-- Working data start --
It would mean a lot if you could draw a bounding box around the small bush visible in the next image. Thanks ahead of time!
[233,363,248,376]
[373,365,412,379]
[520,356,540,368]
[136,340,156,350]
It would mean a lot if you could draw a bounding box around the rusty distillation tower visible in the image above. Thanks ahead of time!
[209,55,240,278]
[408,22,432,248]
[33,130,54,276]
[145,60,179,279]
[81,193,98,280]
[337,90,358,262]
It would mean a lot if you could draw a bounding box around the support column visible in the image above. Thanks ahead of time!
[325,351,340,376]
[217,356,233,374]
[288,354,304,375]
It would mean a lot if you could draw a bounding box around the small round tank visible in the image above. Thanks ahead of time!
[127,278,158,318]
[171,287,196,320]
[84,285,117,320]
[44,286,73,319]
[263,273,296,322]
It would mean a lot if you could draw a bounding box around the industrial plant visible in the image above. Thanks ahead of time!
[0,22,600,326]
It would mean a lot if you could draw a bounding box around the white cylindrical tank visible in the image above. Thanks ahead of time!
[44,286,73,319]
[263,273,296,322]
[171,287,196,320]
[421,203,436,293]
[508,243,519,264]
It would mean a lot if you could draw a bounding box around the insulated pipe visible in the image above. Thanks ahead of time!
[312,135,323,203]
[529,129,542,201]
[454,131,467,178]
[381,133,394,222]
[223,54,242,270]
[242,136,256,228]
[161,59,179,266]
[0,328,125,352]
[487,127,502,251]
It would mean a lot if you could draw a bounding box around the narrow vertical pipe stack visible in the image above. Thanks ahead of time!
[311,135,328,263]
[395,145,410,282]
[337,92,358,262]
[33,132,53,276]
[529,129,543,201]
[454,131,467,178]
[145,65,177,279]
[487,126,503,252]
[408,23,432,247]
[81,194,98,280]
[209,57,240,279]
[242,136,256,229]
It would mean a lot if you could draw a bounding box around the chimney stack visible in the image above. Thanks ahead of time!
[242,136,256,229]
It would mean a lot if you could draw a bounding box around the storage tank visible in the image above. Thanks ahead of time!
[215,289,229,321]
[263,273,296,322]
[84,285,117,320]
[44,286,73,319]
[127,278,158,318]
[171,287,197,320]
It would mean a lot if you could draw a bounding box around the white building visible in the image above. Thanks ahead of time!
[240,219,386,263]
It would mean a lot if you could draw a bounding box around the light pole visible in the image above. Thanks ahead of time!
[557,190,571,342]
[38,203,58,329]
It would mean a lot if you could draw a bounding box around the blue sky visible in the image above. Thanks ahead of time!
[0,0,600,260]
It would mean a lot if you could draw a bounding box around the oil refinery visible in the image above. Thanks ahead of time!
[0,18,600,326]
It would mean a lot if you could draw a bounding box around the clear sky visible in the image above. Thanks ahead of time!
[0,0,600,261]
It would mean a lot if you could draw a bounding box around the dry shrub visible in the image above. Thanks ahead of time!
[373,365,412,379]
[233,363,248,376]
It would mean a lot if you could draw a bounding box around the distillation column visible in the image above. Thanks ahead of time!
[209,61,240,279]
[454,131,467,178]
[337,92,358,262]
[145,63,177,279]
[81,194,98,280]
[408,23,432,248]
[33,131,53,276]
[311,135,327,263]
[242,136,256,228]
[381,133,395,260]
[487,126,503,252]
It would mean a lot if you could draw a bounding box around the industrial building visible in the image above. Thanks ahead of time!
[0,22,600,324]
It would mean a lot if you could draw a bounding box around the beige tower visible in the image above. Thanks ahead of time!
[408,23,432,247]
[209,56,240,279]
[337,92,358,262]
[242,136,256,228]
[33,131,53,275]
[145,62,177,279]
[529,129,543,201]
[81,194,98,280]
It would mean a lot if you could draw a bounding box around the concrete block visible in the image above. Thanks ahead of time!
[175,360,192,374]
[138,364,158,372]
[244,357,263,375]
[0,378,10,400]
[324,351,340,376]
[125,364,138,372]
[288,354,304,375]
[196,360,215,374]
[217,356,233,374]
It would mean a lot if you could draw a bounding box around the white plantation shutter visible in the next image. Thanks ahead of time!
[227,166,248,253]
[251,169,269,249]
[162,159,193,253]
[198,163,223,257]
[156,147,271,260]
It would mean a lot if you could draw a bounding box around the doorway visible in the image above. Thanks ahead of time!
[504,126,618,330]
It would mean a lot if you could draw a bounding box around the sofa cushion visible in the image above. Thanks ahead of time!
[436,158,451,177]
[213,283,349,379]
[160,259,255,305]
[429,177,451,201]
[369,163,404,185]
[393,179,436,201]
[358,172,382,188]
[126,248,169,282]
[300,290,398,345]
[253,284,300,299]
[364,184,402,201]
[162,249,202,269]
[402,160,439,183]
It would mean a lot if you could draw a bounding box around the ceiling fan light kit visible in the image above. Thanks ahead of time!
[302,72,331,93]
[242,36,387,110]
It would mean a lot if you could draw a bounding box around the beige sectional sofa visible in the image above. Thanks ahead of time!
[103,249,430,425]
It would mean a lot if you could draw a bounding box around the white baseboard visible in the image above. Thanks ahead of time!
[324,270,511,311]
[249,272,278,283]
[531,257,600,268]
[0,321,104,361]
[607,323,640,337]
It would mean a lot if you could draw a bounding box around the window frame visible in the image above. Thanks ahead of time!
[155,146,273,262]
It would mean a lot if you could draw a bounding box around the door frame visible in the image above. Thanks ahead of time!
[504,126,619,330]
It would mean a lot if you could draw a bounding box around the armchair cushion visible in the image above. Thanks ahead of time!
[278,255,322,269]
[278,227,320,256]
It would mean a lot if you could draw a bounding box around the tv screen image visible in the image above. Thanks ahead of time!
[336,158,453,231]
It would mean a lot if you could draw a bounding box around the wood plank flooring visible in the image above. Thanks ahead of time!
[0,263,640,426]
-- Working data end --
• [What is required]:
Pull out the lines of the listing verbatim, starting at the line that contains "the white baseboard" and ending at the line that contains "[155,146,273,262]", with both of those lines included.

• [Written solution]:
It would mean a lot if you could draw a bounding box around the white baseboard visible in the image above. Thanks ahead of time!
[324,270,511,311]
[249,272,278,283]
[531,257,600,268]
[0,321,104,361]
[607,323,640,337]
It would mean a lot if you could draw a bounding box around the window frame visible in the image above. Thanks ahead of time!
[155,146,273,262]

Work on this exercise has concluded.